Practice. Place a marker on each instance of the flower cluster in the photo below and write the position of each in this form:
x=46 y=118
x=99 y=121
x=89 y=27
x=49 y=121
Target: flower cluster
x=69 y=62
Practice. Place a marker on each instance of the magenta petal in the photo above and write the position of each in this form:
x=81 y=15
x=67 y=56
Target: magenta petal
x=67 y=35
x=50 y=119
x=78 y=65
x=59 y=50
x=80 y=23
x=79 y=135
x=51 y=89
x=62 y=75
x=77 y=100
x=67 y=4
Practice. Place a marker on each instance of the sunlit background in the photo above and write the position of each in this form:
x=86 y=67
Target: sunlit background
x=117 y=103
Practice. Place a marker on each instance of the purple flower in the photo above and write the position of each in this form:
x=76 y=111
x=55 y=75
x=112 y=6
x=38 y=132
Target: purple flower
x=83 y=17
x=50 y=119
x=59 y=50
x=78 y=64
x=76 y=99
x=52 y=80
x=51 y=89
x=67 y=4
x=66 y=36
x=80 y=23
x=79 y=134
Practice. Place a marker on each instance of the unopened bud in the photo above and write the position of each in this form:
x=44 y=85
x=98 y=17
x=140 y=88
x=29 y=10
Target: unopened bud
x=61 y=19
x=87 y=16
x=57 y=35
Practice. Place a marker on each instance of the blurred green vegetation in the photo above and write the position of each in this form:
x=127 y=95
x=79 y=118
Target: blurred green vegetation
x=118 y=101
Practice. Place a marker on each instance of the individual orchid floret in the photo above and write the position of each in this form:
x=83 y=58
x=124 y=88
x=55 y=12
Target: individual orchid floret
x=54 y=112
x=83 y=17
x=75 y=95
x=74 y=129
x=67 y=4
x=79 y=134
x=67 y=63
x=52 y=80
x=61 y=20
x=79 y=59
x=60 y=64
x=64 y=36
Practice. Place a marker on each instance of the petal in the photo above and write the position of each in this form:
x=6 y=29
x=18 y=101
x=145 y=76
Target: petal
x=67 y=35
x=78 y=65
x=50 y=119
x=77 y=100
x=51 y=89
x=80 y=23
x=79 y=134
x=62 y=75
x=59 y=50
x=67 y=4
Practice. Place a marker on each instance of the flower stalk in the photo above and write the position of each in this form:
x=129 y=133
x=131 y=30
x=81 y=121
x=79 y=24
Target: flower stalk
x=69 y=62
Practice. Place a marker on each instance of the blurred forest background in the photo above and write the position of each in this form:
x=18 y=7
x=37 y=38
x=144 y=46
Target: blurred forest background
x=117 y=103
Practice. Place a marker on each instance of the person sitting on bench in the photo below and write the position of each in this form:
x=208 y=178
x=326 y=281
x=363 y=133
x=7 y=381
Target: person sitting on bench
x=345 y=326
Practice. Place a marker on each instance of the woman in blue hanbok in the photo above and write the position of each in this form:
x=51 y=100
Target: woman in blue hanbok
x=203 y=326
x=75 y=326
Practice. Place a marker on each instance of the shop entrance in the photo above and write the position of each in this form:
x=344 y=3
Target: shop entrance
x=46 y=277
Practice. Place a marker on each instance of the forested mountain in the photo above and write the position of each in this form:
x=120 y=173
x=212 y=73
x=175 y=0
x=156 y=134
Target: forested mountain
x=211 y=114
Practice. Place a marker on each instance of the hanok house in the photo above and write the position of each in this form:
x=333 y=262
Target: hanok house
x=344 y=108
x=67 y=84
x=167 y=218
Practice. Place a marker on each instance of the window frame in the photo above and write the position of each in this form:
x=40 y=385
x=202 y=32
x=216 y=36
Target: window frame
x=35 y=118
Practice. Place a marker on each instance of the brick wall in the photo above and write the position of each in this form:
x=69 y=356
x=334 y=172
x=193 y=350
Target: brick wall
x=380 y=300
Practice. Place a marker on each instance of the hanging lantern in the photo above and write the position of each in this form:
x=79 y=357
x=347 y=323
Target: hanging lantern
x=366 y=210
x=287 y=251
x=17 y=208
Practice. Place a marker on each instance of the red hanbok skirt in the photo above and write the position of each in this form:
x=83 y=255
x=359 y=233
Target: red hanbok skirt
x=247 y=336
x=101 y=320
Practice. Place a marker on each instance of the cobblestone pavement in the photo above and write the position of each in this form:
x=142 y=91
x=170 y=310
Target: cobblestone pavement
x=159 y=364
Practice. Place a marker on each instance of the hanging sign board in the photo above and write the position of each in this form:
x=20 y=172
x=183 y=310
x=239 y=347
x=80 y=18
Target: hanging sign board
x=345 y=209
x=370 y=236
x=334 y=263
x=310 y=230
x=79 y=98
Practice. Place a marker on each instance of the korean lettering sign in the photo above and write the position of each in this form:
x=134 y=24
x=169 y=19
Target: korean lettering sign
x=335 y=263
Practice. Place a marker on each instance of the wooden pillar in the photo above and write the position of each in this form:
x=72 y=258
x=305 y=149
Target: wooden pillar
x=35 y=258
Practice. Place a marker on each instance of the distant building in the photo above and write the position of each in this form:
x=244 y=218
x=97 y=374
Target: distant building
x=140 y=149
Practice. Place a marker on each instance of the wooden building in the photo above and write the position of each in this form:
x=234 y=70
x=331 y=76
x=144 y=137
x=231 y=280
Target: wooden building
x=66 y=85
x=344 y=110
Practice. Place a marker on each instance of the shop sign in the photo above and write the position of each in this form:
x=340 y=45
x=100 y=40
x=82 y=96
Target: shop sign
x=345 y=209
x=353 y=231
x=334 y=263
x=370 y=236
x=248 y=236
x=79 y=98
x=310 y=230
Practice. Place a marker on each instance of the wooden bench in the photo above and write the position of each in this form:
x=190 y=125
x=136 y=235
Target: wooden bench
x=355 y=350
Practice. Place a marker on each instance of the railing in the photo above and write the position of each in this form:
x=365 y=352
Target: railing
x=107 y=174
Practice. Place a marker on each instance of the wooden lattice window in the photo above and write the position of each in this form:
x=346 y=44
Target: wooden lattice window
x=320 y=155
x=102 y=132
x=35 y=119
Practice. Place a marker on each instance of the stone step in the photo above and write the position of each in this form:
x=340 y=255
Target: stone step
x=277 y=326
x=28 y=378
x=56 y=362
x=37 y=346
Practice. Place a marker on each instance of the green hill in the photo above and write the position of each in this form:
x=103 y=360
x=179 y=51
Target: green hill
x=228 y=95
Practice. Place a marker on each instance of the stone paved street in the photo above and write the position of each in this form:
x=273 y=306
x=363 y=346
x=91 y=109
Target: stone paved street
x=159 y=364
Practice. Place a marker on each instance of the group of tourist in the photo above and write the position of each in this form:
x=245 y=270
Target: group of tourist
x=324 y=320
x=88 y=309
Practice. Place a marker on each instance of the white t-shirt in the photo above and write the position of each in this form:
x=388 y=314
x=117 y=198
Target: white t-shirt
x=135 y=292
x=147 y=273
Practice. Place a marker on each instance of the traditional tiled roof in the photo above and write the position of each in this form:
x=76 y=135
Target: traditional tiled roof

:: WHAT TO DO ::
The full material has to be written out again exactly as shown.

:: SOLVED EXERCISE ::
Practice. Place a marker on each instance of the flower cluster in the photo below and write the position of each in this form:
x=46 y=118
x=99 y=121
x=89 y=27
x=49 y=121
Target: flower cluster
x=69 y=62
Practice. Place a marker on each instance of the magenta petal in the photo above and write the position of each in this form:
x=81 y=15
x=67 y=56
Target: magenta petal
x=67 y=35
x=50 y=119
x=78 y=65
x=59 y=50
x=80 y=23
x=79 y=135
x=51 y=89
x=62 y=75
x=77 y=100
x=67 y=4
Practice. Place a marker on each instance of the sunlit background in the photo above and write the position of each in this form:
x=86 y=67
Target: sunlit background
x=117 y=103
Practice. Place a marker on each instance of the purple flower in the photo above and write the position of each in this form:
x=76 y=111
x=55 y=75
x=112 y=6
x=38 y=132
Target: purple flower
x=83 y=17
x=50 y=119
x=59 y=50
x=78 y=64
x=76 y=99
x=52 y=80
x=51 y=89
x=67 y=4
x=66 y=36
x=80 y=23
x=79 y=134
Practice. Place a marker on each instance of the unopened bud in the photo above and write the position of each in this form:
x=44 y=85
x=98 y=17
x=140 y=88
x=29 y=10
Target: unopened bud
x=61 y=19
x=87 y=16
x=57 y=35
Practice. Place a marker on each instance of the blurred green vegetation in the photo above and write the position of each in this form:
x=127 y=95
x=79 y=118
Target: blurred green vegetation
x=118 y=101
Practice. Place a marker on each instance of the individual orchid floret in the photo above and write the position of each in this form:
x=83 y=58
x=124 y=88
x=55 y=12
Target: individual orchid floret
x=54 y=112
x=83 y=17
x=75 y=95
x=74 y=129
x=67 y=4
x=79 y=134
x=67 y=63
x=52 y=80
x=61 y=20
x=79 y=59
x=60 y=64
x=64 y=36
Practice. Place a marker on each instance of the petal in the photo above and write the position of each in this form:
x=6 y=29
x=18 y=101
x=145 y=76
Target: petal
x=67 y=35
x=78 y=65
x=50 y=119
x=77 y=100
x=51 y=89
x=80 y=23
x=79 y=134
x=62 y=75
x=59 y=50
x=67 y=4
Practice. Place a marker on each instance of the flower stalk in the photo above and write the position of each in this form:
x=129 y=133
x=131 y=30
x=81 y=121
x=79 y=24
Target: flower stalk
x=69 y=62
Practice. Place a marker on each instance of the blurred forest background in the photo above and write the position of each in this form:
x=18 y=7
x=37 y=38
x=144 y=46
Target: blurred forest background
x=117 y=103
Practice. Place a marker on each instance of the person sitting on bench in the photo below and write the position of each in this form:
x=208 y=178
x=326 y=281
x=363 y=133
x=7 y=381
Target: person sitting on bench
x=345 y=326
Practice. Place a marker on each instance of the woman in blue hanbok in the photo above and write the position of each in this form:
x=51 y=100
Target: woman in blue hanbok
x=203 y=326
x=75 y=326
Practice. Place a marker on each instance of the shop entrance in the photo above and write the position of each in this form:
x=344 y=3
Target: shop entrance
x=46 y=277
Practice. Place a marker on each instance of the forested mountain in the photo above and write the position of each in this form:
x=120 y=173
x=212 y=73
x=175 y=0
x=156 y=134
Target: forested mountain
x=211 y=114
Practice. Place a marker on each instance of the hanok house in the photo above and write the position of each in this form:
x=333 y=262
Target: hanok house
x=344 y=108
x=67 y=84
x=167 y=218
Practice. Place a marker on each instance of the window frame in the photo above and write the position of each in this form:
x=40 y=385
x=202 y=32
x=216 y=36
Target: window frame
x=35 y=118
Practice. Place a marker on each instance of the brick wall in the photo above and write the position of each in this form:
x=69 y=356
x=334 y=172
x=193 y=350
Target: brick wall
x=380 y=300
Practice. Place a marker on each instance of the hanging lantern in the photo above and write the position of each in this form:
x=79 y=357
x=347 y=323
Target: hanging lantern
x=366 y=210
x=287 y=251
x=17 y=208
Practice. Place a marker on each instance of the red hanbok skirt in the photo above and write the position of each in this form:
x=83 y=255
x=359 y=233
Target: red hanbok skirt
x=247 y=336
x=101 y=320
Practice. Place a marker on each instance of the cobblestone pavement in the photo above and write the position of each in this form:
x=142 y=91
x=170 y=310
Target: cobblestone pavement
x=159 y=364
Practice. Place a marker on each instance of the hanging sign board in the photo above and write the position of each in this form:
x=20 y=172
x=183 y=310
x=239 y=347
x=80 y=18
Target: hanging sign board
x=345 y=209
x=370 y=236
x=334 y=263
x=310 y=230
x=79 y=98
Practice. Place a marker on each instance of the korean lettering sign in the photo above and write the position of each in this form:
x=134 y=24
x=169 y=19
Target: korean lettering sign
x=335 y=263
Practice. Place a marker on each instance of the wooden pillar in the photo above and write the position of each in this form:
x=72 y=258
x=305 y=149
Target: wooden pillar
x=35 y=258
Practice. Place a marker on each instance of the distant building in the photo above and write the position of each in this form:
x=244 y=218
x=97 y=374
Target: distant building
x=140 y=149
Practice. Place a marker on each instance of the wooden building in the photo above and write the position of each in this form:
x=234 y=70
x=331 y=76
x=144 y=137
x=231 y=280
Target: wooden building
x=66 y=85
x=344 y=110
Practice. Place a marker on each instance of the shop sign in the photo above and write the position of each in this form:
x=340 y=45
x=100 y=40
x=82 y=96
Target: shop sign
x=345 y=209
x=353 y=231
x=334 y=263
x=370 y=236
x=248 y=236
x=79 y=98
x=310 y=230
Practice. Place a marker on each instance of the wooden bench in the photo above and write the position of each in this form:
x=190 y=125
x=136 y=235
Target: wooden bench
x=355 y=350
Practice. Place a marker on each instance of the railing in the photo above and write the position of each in this form:
x=365 y=352
Target: railing
x=107 y=174
Practice. Place a marker on each instance of the wooden lattice window in the photo above and write the position of each in this form:
x=346 y=44
Target: wooden lattice window
x=320 y=155
x=102 y=132
x=35 y=119
Practice. Place a marker on each instance of the stone step in the photo above and write the position of each in this form:
x=340 y=255
Target: stone step
x=277 y=326
x=28 y=378
x=56 y=362
x=37 y=346
Practice. Place a marker on each instance of the green hill in the photo above and write the position of each in this form:
x=103 y=360
x=179 y=51
Target: green hill
x=228 y=95
Practice. Place a marker on each instance of the stone paved street in the photo above and write the position of each in this form:
x=273 y=306
x=363 y=346
x=91 y=109
Target: stone paved street
x=159 y=364
Practice. Place a marker on each instance of the group of tourist in the photo above and write the position of each in this form:
x=245 y=270
Target: group of tourist
x=324 y=320
x=88 y=309
Practice. Place a marker on each instance of the white t-shirt in the photo above and write the position of each in this form:
x=388 y=314
x=117 y=198
Target: white t-shirt
x=135 y=292
x=147 y=273
Practice. Place a marker on each instance of the traditional tiled roof in the photo above and write the position of each in this form:
x=76 y=135
Target: traditional tiled roof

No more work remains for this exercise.